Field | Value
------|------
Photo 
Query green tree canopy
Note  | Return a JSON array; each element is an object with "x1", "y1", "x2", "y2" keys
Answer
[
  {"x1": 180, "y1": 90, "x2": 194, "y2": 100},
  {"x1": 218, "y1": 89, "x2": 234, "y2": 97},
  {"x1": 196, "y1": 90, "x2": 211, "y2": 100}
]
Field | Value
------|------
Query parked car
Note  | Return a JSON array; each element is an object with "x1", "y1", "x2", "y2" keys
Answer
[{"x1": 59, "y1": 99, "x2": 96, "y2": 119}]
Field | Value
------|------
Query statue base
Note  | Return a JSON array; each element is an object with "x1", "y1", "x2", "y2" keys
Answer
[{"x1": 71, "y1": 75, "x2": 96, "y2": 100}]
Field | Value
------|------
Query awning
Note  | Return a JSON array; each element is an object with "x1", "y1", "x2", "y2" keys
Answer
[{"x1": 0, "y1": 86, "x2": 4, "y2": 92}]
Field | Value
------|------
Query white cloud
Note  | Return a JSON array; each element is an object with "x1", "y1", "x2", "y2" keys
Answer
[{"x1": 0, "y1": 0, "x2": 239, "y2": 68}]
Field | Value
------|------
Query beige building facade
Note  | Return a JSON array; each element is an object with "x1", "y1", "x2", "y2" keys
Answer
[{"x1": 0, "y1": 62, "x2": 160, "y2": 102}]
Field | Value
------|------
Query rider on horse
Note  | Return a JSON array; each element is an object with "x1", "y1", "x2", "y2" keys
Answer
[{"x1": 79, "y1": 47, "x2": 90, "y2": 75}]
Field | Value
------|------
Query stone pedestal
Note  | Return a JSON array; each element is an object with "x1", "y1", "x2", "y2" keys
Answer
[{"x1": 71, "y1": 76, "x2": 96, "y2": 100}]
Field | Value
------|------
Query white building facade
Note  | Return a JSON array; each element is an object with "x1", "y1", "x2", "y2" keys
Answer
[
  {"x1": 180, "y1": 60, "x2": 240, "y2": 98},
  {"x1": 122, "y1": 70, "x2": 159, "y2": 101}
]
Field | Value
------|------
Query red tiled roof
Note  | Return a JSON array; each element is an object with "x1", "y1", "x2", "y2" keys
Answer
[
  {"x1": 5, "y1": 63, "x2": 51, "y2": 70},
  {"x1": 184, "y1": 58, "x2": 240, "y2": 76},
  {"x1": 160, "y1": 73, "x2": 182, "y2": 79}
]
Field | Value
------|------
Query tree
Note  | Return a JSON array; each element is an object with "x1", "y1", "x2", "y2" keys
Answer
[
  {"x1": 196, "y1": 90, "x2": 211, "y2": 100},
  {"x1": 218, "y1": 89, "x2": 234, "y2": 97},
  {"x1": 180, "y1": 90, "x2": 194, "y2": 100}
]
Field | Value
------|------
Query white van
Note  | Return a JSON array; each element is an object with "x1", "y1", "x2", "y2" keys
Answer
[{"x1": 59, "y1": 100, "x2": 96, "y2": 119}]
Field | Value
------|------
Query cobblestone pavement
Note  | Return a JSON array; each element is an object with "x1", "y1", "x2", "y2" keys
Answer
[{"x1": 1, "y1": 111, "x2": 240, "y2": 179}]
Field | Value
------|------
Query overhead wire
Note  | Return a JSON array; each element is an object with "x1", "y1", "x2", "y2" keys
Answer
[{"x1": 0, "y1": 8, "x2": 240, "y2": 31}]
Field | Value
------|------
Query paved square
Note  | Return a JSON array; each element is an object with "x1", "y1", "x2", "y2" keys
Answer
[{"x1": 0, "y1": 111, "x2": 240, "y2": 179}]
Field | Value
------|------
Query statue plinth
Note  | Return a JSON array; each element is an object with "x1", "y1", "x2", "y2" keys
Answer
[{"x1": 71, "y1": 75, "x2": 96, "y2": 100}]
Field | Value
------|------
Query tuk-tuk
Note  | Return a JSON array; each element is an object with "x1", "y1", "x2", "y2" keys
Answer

+++++

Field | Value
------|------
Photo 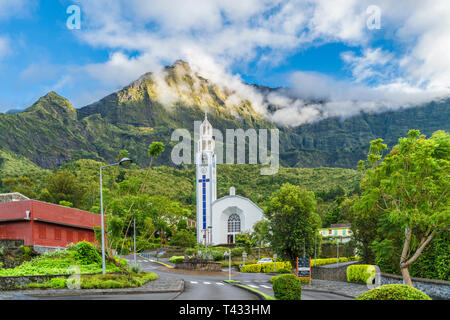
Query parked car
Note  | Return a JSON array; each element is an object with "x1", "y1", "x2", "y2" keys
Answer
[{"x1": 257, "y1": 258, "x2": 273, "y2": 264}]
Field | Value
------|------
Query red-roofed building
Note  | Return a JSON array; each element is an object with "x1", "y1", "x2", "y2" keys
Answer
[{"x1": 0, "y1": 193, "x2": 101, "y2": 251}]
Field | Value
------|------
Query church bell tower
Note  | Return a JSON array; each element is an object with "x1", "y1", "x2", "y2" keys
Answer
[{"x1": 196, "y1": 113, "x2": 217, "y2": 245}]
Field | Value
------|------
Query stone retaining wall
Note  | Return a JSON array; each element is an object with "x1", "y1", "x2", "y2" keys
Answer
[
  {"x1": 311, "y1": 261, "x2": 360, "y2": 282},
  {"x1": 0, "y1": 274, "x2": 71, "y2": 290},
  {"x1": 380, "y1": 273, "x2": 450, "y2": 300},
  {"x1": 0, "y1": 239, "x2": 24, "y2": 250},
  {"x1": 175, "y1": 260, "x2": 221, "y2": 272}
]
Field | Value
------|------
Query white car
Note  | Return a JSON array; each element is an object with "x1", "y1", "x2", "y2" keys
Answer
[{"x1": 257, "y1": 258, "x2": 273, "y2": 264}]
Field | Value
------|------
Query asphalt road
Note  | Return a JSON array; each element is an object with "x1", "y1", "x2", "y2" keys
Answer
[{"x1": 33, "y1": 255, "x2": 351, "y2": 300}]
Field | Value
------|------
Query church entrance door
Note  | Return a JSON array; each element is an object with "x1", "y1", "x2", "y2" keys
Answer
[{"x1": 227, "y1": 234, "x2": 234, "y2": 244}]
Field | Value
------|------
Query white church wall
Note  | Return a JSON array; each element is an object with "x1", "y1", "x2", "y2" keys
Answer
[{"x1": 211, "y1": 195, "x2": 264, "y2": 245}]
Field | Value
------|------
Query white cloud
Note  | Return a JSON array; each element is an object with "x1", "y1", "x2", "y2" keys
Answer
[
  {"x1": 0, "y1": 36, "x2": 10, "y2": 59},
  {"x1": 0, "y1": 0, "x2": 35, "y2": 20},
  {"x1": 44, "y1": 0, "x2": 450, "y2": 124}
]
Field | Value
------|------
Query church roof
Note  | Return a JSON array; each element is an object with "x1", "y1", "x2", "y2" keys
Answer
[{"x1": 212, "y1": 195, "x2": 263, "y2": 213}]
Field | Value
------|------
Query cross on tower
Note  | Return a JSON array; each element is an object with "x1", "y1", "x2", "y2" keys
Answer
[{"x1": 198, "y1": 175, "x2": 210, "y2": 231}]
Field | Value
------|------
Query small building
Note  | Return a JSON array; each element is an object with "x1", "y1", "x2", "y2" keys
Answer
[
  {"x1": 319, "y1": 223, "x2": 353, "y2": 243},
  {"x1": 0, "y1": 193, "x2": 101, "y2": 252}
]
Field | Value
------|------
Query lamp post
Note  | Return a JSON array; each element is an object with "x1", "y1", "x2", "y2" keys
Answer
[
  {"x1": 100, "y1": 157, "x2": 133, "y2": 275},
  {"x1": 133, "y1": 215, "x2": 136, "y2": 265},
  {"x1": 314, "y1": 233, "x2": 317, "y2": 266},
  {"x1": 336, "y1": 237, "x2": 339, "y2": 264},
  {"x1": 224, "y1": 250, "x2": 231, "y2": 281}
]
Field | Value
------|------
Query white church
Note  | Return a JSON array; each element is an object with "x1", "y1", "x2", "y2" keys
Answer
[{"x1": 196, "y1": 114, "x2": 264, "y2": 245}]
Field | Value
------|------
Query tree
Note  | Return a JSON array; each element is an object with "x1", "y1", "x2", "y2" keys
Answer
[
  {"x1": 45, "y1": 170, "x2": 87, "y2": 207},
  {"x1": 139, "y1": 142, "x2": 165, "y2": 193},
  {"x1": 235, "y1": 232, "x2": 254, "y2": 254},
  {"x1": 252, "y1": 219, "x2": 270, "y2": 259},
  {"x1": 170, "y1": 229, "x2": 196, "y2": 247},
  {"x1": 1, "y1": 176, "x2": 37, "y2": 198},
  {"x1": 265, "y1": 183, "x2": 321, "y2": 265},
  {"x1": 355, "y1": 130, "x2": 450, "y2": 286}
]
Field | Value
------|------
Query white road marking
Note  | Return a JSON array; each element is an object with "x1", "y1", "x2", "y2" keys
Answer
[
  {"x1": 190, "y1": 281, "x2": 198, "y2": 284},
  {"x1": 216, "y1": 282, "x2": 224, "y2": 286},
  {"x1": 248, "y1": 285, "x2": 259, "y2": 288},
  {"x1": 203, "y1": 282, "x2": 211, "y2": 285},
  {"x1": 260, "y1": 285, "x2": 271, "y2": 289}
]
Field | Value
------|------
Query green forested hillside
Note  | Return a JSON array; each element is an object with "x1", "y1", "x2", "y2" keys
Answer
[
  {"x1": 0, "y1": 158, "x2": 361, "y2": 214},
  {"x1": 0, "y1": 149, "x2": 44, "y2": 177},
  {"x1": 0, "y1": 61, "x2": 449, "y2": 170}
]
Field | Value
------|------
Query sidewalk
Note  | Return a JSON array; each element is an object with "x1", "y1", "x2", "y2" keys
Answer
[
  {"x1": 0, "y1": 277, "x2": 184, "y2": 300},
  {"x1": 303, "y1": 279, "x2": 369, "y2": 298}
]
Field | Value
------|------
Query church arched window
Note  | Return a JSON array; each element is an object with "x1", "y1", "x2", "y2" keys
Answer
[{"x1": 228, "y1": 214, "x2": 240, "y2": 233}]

+++++

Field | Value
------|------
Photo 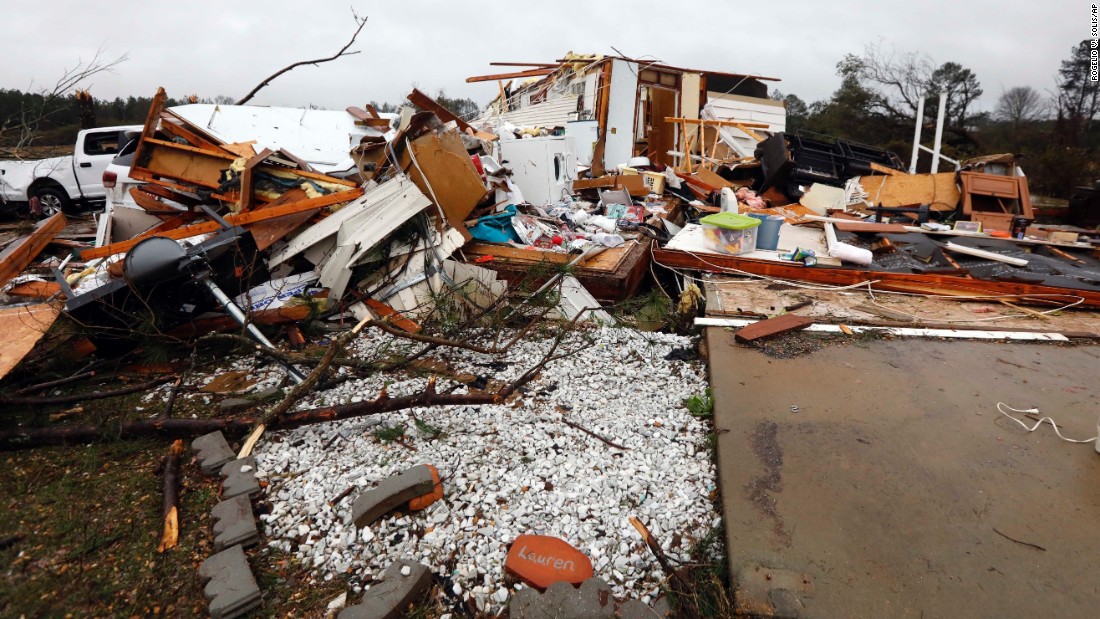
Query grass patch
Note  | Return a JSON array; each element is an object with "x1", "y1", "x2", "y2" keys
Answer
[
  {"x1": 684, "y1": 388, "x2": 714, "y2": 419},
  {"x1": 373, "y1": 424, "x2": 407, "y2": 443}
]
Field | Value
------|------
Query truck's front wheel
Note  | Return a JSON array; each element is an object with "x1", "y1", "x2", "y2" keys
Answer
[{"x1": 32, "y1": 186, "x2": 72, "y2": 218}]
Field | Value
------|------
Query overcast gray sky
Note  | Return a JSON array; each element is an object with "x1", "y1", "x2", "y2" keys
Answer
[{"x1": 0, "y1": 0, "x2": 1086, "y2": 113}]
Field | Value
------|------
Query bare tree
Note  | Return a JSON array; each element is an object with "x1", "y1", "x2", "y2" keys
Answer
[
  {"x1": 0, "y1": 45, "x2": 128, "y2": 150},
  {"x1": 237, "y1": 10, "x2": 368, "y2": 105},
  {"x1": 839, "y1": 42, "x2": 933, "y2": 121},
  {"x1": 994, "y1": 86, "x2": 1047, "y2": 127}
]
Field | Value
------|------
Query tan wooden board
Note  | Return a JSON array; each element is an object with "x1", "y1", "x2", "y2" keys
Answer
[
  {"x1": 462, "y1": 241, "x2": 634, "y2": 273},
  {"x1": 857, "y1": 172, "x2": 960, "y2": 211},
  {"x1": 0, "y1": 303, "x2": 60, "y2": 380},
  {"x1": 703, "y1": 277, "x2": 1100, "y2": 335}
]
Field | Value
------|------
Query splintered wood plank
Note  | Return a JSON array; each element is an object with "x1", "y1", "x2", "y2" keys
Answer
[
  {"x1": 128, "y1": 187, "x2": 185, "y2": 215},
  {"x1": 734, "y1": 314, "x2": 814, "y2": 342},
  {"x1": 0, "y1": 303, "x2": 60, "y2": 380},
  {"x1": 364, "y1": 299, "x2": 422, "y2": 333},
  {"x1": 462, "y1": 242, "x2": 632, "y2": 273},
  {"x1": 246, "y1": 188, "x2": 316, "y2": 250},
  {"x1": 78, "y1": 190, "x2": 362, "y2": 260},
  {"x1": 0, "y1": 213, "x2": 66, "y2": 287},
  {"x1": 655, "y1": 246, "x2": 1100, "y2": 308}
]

+++++

● **Aim of the exercise**:
If a line in the material above holds "facade", copy it.

● **Written response**:
Query beige building facade
Query white building facade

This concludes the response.